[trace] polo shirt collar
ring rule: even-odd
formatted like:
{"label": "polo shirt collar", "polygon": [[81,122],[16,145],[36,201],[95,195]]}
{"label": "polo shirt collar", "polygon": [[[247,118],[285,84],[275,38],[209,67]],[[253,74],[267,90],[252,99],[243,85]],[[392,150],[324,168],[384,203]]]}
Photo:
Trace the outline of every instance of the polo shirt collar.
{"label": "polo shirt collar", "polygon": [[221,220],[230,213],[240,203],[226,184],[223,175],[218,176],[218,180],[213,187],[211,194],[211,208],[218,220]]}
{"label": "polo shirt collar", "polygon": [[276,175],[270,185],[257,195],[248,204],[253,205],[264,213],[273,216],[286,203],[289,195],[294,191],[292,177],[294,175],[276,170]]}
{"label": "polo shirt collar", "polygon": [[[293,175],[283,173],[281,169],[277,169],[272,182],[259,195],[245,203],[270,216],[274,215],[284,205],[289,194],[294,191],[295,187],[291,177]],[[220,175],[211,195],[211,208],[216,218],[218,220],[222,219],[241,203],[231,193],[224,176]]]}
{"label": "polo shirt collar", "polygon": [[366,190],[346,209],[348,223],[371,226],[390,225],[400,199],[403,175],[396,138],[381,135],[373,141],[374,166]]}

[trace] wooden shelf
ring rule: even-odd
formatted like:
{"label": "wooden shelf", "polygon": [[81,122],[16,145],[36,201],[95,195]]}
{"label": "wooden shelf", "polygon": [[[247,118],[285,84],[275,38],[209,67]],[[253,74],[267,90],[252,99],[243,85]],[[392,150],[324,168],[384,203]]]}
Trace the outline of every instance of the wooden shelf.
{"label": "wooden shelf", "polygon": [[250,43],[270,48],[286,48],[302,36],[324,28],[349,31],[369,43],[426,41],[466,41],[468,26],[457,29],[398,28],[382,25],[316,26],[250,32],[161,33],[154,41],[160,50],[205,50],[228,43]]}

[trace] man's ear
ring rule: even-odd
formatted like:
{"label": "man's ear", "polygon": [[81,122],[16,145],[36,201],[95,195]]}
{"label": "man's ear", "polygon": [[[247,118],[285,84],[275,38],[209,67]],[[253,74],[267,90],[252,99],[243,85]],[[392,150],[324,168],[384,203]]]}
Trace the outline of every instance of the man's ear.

Work required — The full material above needs to be returned unaltered.

Finished exercise —
[trace] polo shirt collar
ring rule: even-odd
formatted like:
{"label": "polo shirt collar", "polygon": [[81,122],[16,145],[36,201],[95,195]]}
{"label": "polo shirt collar", "polygon": [[[247,118],[285,84],[275,38],[209,67]],[[253,74],[267,90],[252,99],[243,85]],[[392,150],[324,168],[384,203]]]}
Photo:
Trace the outline of every instance of the polo shirt collar.
{"label": "polo shirt collar", "polygon": [[221,220],[230,213],[240,203],[226,184],[223,175],[218,176],[218,180],[213,187],[211,194],[211,208],[218,220]]}
{"label": "polo shirt collar", "polygon": [[276,175],[270,185],[257,195],[248,204],[253,205],[264,213],[273,216],[286,203],[289,195],[294,191],[292,177],[294,175],[276,170]]}
{"label": "polo shirt collar", "polygon": [[[293,175],[283,173],[281,169],[277,169],[272,182],[259,195],[245,203],[270,216],[274,215],[284,205],[289,194],[294,191],[295,187],[291,177]],[[220,175],[211,195],[211,208],[216,218],[218,220],[222,219],[241,203],[231,193],[224,176]]]}
{"label": "polo shirt collar", "polygon": [[366,190],[346,209],[348,223],[371,226],[390,225],[400,199],[403,175],[396,138],[381,135],[373,141],[374,166]]}

[trace] wooden shelf
ring rule: even-odd
formatted like:
{"label": "wooden shelf", "polygon": [[81,122],[16,145],[36,201],[95,195]]}
{"label": "wooden shelf", "polygon": [[[247,118],[285,84],[275,38],[209,67]],[[253,74],[267,90],[252,99],[243,85]],[[392,150],[324,168],[384,203]]]}
Trace the outline of every instance of the wooden shelf.
{"label": "wooden shelf", "polygon": [[250,43],[270,48],[286,48],[302,36],[324,28],[349,31],[369,43],[426,41],[466,41],[468,26],[457,29],[398,28],[382,25],[316,26],[250,32],[161,33],[154,41],[160,50],[205,50],[228,43]]}

[trace] man's ear
ring rule: even-odd
formatted like:
{"label": "man's ear", "polygon": [[81,122],[16,145],[36,201],[95,195]]}
{"label": "man's ear", "polygon": [[[247,118],[285,84],[275,38],[209,67]],[[253,74],[267,90],[252,99],[243,85]],[[392,150],[324,168],[384,203]]]}
Trace the outline of every instance of the man's ear.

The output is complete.